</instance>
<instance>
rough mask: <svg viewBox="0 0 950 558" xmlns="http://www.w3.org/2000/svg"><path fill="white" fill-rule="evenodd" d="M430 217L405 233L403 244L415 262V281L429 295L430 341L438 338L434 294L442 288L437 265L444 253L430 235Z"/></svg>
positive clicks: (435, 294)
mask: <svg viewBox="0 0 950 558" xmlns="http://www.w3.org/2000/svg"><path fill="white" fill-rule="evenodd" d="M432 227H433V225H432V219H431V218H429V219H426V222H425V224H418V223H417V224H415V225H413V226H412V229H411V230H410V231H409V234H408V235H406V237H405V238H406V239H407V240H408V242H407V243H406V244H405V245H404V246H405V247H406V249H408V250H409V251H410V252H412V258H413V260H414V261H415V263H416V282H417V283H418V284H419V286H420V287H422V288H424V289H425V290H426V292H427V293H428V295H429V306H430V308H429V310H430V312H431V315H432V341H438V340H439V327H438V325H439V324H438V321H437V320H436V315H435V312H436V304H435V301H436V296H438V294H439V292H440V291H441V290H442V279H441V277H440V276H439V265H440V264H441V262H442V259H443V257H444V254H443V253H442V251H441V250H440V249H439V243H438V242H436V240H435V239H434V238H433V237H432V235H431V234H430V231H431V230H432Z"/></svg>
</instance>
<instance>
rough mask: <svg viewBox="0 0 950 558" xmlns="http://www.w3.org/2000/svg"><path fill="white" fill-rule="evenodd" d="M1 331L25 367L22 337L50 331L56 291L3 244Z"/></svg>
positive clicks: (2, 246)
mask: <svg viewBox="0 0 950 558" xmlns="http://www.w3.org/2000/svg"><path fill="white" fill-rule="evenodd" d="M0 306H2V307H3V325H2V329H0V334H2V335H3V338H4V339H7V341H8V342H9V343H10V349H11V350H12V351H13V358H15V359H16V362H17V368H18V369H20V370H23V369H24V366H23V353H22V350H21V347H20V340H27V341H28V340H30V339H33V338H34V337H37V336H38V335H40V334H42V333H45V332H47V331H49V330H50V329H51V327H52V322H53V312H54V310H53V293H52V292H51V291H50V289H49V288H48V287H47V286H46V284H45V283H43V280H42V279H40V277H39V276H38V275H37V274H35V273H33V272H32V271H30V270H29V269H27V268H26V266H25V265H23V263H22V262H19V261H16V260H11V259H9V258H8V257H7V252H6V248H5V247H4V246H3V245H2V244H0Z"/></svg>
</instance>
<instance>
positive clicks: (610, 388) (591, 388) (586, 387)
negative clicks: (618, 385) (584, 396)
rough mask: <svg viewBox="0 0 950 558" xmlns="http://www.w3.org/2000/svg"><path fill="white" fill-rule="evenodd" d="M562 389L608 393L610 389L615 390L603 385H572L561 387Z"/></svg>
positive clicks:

────────────────────────────────────────

* **WORK TASK**:
Nothing in the records above may be left out when you repeat them exactly.

* **WRITTEN SOLUTION**:
</instance>
<instance>
rough mask: <svg viewBox="0 0 950 558" xmlns="http://www.w3.org/2000/svg"><path fill="white" fill-rule="evenodd" d="M430 217L405 233L403 244L415 262V281L429 295L430 341L438 338L434 294L442 288L437 265L444 253L430 235Z"/></svg>
positive clicks: (435, 294)
mask: <svg viewBox="0 0 950 558" xmlns="http://www.w3.org/2000/svg"><path fill="white" fill-rule="evenodd" d="M432 227H433V225H432V219H431V218H429V219H426V222H425V224H418V223H417V224H415V225H413V226H412V229H411V230H410V231H409V234H408V235H406V237H405V238H406V239H407V240H408V242H407V243H406V244H405V245H404V246H405V247H406V249H408V250H409V251H410V252H412V258H413V260H414V261H415V263H416V282H417V283H418V284H419V286H420V287H422V288H424V289H425V290H426V292H427V293H428V295H429V306H430V308H429V310H430V312H431V315H432V341H438V340H439V327H438V325H439V324H438V321H437V320H436V315H435V312H436V304H435V301H436V296H438V294H439V292H440V291H441V290H442V279H441V277H440V276H439V265H440V264H441V262H442V259H443V257H444V254H443V253H442V251H441V250H440V249H439V243H438V242H436V240H435V239H434V238H433V237H432V235H431V234H430V231H431V230H432Z"/></svg>
</instance>
<instance>
rough mask: <svg viewBox="0 0 950 558" xmlns="http://www.w3.org/2000/svg"><path fill="white" fill-rule="evenodd" d="M1 331L25 367L22 337L50 331L56 291L3 244Z"/></svg>
positive clicks: (2, 246)
mask: <svg viewBox="0 0 950 558" xmlns="http://www.w3.org/2000/svg"><path fill="white" fill-rule="evenodd" d="M0 306H2V307H3V325H2V329H0V334H2V335H3V338H4V339H7V341H8V342H9V343H10V349H11V350H12V351H13V358H15V359H16V362H17V368H18V369H20V370H23V369H24V366H23V353H22V350H21V347H20V340H27V341H28V340H30V339H33V338H34V337H37V336H38V335H40V334H42V333H45V332H47V331H49V330H50V329H51V327H52V322H53V312H54V310H53V293H52V292H51V291H50V289H49V288H48V287H47V286H46V284H45V283H43V280H42V279H40V277H39V276H38V275H37V274H35V273H33V272H32V271H30V270H29V269H27V268H26V266H25V265H23V263H22V262H19V261H16V260H11V259H9V258H8V257H7V252H6V248H5V247H4V246H3V245H2V244H0Z"/></svg>
</instance>
<instance>
positive clicks: (610, 388) (591, 388) (586, 387)
negative clicks: (618, 385) (584, 396)
rough mask: <svg viewBox="0 0 950 558" xmlns="http://www.w3.org/2000/svg"><path fill="white" fill-rule="evenodd" d="M562 389L608 393L610 389L615 390L603 385H572L561 387Z"/></svg>
positive clicks:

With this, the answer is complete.